→ Document excerpt:
-------------------------

> On 02 Mar 2015, at 11:54, Jonathan Morton <chromati...@gmail.com> wrote:
> 
> 
>> On 2 Mar, 2015, at 12:17, Mikael Abrahamsson <swm...@swm.pp.se> wrote:
>> 
>> On Mon, 2 Mar 2015, Brian Trammell wrote:
>> 
>>> Gaming protocols do this right - latency measurement is built into the 
>>> protocol.
>> 
>> I believe this is the only way to do it properly, and the most likely 
>> easiest way to get this deployed would be to use the TCP stack.
>> 
>> We need to give users an easy-to-understand metric on how well their 
>> Internet traffic is working. So the problem here is that the users can't 
>> tell how well it's working without resorting to ICMP PING to try to figure 
>> out what's going on.
>> 
>> For instance, if their web browser had insight into what the TCP stack was 
>> doing then it could present information a lot better to the user. Instead of 
>> telling the user "time to first byte" (which is L4 information), it could 
>> tell the less novice user about packet loss, PDV, reordering, RTT, how well 
>> concurrent connections to the same IP address are doing, tell more about 
>> *why* some connections are slow instead of just saying "it took 5.3 seconds 
>> to load this webpage and here are the connections and how long each took".

-------------------------

→ Supplied entries:

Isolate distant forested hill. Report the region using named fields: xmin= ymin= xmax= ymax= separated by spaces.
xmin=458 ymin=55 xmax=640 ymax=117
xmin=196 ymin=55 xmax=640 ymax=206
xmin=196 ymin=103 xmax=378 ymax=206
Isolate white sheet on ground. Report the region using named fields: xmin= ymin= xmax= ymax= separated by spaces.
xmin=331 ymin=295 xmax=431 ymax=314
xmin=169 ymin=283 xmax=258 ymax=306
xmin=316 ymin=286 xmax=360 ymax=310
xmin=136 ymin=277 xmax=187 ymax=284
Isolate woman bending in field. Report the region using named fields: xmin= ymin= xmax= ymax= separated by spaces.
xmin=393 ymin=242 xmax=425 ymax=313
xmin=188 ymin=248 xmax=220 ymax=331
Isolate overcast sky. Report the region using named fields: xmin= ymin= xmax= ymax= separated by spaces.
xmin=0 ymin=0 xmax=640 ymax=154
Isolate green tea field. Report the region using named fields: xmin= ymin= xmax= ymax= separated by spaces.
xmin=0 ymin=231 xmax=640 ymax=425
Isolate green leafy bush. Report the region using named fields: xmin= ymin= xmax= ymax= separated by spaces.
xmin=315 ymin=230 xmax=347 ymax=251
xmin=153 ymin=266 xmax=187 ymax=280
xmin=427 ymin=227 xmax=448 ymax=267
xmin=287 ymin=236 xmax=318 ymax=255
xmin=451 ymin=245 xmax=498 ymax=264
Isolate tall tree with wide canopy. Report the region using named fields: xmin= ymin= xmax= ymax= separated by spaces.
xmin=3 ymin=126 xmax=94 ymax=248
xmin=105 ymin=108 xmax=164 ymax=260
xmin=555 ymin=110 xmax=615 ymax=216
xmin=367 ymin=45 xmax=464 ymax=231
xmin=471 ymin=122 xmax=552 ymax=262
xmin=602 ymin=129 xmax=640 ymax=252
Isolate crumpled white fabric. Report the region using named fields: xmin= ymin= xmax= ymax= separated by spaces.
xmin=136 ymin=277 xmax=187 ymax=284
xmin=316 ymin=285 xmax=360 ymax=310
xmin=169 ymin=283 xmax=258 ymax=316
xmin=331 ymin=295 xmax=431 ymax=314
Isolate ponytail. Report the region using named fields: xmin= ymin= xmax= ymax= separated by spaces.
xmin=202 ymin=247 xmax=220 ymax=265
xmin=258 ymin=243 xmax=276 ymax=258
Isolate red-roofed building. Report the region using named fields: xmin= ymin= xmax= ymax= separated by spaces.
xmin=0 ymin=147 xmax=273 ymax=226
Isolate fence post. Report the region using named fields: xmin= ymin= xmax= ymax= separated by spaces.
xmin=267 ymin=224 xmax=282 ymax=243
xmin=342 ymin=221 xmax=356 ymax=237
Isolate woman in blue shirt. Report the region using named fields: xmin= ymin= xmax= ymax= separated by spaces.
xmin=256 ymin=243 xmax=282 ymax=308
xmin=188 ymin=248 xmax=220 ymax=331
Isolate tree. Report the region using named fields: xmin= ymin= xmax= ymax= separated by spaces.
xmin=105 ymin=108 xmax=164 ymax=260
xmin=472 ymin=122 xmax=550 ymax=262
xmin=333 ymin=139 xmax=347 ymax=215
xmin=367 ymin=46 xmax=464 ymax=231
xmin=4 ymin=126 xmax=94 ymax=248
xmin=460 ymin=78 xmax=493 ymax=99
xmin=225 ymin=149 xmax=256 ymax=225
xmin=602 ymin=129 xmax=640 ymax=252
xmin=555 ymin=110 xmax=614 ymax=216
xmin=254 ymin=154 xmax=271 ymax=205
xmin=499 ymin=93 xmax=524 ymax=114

-------------------------

→ Exercise goal:
In the email excerpt on latency measurement, which protocols have latency measurement built into the protocol? The listing comes from a different source than the email excerpt.

→ Result of the exercise:
Gaming protocols.